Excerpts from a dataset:

▬▬▬▬▬▬

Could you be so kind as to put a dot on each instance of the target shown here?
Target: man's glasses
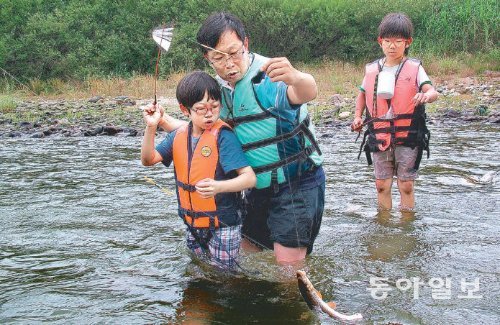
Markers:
(202, 109)
(397, 42)
(222, 58)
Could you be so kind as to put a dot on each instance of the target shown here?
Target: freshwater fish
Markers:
(314, 300)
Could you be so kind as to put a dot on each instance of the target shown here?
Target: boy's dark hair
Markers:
(215, 25)
(396, 24)
(191, 89)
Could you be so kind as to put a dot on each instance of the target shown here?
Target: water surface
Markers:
(84, 239)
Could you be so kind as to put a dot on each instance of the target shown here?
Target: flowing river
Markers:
(84, 239)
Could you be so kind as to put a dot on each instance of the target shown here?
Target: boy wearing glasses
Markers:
(264, 100)
(396, 134)
(210, 170)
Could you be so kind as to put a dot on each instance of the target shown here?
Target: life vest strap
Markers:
(393, 129)
(304, 154)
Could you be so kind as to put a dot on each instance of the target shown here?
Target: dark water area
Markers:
(84, 239)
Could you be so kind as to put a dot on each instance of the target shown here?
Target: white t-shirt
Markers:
(422, 77)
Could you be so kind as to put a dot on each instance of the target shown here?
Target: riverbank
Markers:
(462, 100)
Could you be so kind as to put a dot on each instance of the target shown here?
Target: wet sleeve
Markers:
(231, 156)
(165, 147)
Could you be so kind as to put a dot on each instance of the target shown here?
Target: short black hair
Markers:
(215, 25)
(396, 24)
(191, 89)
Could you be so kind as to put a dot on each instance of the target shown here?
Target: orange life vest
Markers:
(406, 87)
(190, 167)
(408, 126)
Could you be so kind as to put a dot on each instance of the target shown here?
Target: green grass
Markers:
(7, 104)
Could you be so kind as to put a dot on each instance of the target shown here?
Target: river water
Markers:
(84, 239)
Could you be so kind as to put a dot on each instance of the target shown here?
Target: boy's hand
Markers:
(357, 124)
(152, 114)
(421, 98)
(207, 188)
(280, 69)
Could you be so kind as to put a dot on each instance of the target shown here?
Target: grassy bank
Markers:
(333, 78)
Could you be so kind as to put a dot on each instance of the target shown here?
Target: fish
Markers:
(314, 299)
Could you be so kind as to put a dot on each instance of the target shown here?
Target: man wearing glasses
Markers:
(264, 100)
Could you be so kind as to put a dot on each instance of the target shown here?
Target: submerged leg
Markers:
(384, 193)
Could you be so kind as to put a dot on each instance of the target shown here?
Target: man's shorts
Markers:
(396, 161)
(292, 217)
(223, 246)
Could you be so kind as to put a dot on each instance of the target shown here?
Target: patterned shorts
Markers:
(396, 161)
(223, 245)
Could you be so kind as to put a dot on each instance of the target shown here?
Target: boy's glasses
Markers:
(202, 109)
(397, 42)
(222, 58)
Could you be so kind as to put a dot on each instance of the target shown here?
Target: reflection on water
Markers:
(395, 239)
(84, 239)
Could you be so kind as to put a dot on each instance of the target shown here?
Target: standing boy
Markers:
(210, 169)
(397, 134)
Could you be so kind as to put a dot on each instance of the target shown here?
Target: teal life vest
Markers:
(272, 142)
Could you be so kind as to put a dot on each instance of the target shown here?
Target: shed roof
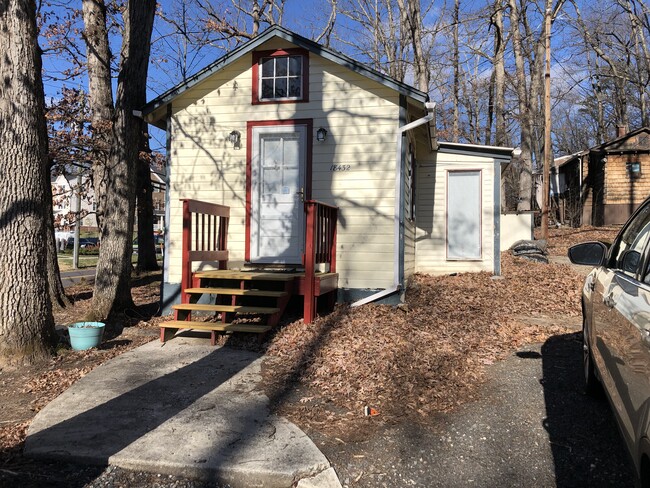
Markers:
(502, 151)
(296, 39)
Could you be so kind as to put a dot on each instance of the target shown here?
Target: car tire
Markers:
(593, 387)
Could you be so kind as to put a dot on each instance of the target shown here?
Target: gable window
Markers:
(280, 76)
(633, 169)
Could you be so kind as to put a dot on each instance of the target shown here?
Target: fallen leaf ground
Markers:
(405, 362)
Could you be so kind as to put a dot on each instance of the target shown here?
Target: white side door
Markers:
(277, 184)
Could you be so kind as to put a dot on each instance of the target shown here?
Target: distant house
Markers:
(282, 125)
(604, 184)
(65, 195)
(65, 192)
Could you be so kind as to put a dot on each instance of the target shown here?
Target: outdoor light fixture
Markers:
(235, 138)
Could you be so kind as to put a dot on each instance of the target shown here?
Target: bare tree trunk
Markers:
(98, 55)
(526, 164)
(456, 62)
(501, 134)
(411, 24)
(324, 37)
(112, 296)
(26, 322)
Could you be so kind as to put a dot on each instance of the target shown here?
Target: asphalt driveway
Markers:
(532, 427)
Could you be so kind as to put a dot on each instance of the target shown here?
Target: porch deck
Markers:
(241, 300)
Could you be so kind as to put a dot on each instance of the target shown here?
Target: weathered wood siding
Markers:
(360, 116)
(431, 237)
(620, 186)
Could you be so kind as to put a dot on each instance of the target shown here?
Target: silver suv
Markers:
(616, 330)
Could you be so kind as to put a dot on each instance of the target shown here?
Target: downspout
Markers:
(398, 263)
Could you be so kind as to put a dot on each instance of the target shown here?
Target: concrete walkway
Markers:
(182, 408)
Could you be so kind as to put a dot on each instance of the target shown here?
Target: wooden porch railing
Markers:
(205, 237)
(320, 248)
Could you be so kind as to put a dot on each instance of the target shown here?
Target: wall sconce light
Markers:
(235, 138)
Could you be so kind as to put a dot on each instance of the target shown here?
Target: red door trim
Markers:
(309, 123)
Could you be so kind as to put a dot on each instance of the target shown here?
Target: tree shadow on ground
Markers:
(586, 444)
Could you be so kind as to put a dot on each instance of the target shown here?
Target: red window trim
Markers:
(250, 125)
(480, 215)
(257, 55)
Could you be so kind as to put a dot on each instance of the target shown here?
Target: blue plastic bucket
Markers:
(85, 335)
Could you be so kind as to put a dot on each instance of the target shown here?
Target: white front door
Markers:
(277, 185)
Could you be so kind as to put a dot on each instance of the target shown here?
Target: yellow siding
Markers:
(361, 119)
(431, 234)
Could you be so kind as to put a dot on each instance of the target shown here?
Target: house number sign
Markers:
(340, 167)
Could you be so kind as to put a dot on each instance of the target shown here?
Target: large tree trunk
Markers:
(26, 322)
(112, 295)
(501, 133)
(456, 61)
(98, 56)
(526, 163)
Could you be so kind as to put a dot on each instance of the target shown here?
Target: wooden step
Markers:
(206, 307)
(245, 275)
(238, 292)
(216, 326)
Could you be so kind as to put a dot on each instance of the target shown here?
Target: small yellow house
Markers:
(282, 120)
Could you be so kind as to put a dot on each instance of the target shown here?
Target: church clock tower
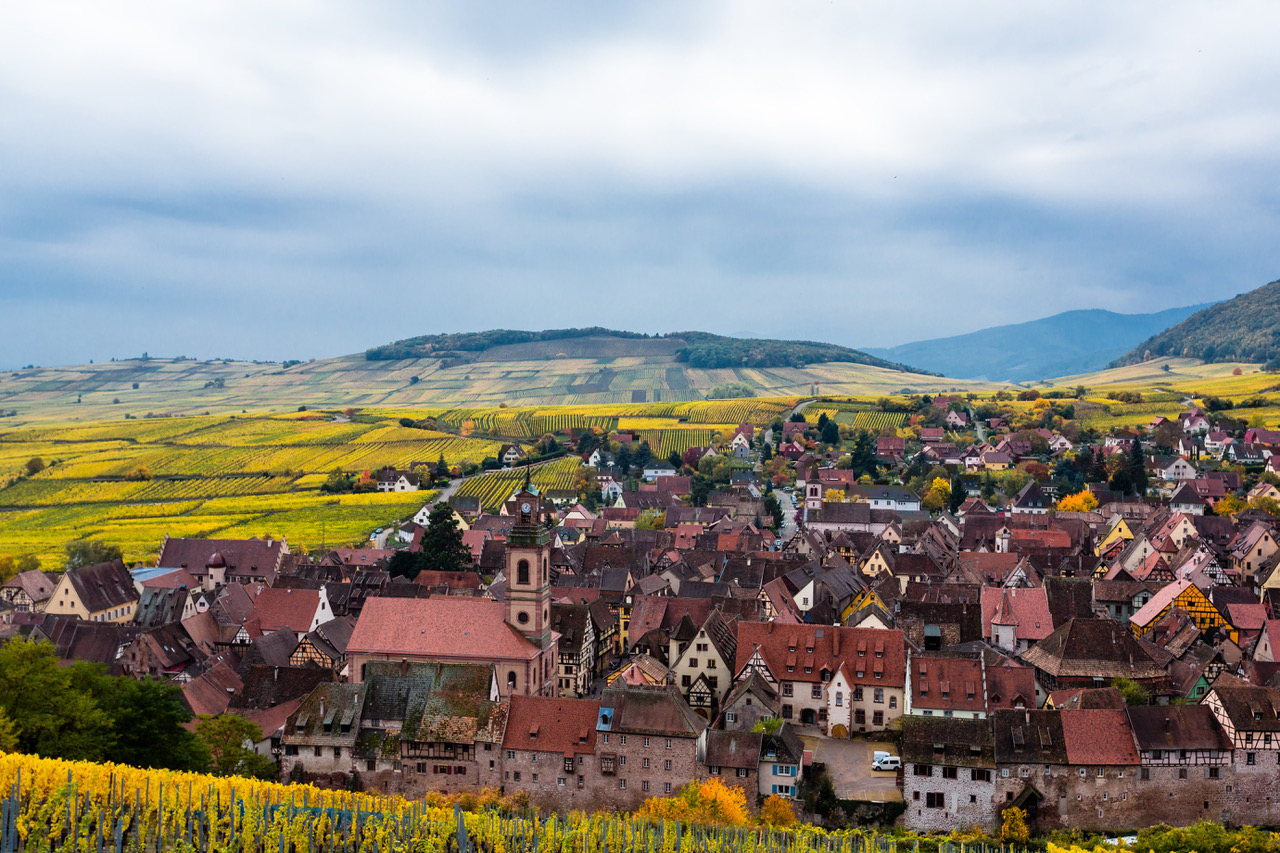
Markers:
(529, 589)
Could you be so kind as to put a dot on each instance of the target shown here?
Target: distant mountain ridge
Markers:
(695, 349)
(1060, 345)
(1246, 328)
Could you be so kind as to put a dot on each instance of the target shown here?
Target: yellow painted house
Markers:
(1119, 530)
(101, 593)
(1185, 596)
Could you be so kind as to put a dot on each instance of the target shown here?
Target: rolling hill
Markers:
(1065, 343)
(1246, 328)
(572, 370)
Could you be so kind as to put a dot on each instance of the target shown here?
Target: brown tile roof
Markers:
(440, 626)
(562, 726)
(737, 749)
(1101, 737)
(864, 652)
(1092, 648)
(259, 557)
(947, 683)
(649, 710)
(103, 585)
(293, 609)
(1173, 726)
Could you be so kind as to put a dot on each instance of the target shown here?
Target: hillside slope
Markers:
(695, 349)
(516, 377)
(1242, 329)
(1064, 343)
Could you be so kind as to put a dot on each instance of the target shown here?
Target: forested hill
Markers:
(1242, 329)
(1055, 346)
(695, 349)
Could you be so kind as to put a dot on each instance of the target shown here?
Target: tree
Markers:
(51, 716)
(1229, 505)
(652, 520)
(1082, 501)
(707, 801)
(85, 552)
(1137, 468)
(403, 564)
(777, 811)
(8, 734)
(699, 489)
(831, 433)
(229, 739)
(442, 542)
(1013, 826)
(773, 507)
(149, 720)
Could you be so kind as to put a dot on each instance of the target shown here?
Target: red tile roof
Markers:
(1100, 737)
(438, 628)
(864, 652)
(563, 726)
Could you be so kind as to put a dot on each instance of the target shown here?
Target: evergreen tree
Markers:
(1137, 468)
(442, 542)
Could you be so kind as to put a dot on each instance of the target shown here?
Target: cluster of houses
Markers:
(1101, 670)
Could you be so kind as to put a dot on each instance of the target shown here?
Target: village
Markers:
(1097, 646)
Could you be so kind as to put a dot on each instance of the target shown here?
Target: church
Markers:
(513, 635)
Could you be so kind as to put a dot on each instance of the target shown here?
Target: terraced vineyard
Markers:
(133, 482)
(493, 489)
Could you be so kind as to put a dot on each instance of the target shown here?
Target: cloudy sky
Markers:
(279, 179)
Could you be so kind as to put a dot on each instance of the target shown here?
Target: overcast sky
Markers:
(301, 179)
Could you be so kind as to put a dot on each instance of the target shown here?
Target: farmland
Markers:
(133, 482)
(494, 488)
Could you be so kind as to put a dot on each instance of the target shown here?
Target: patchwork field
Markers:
(504, 375)
(132, 482)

▬▬▬▬▬▬

→ PROBLEM DESCRIPTION:
Give the number of lines in the records above that contain the word "wearing". Reply with that number alone.

→ OUTPUT FOR THIS EXERCISE:
2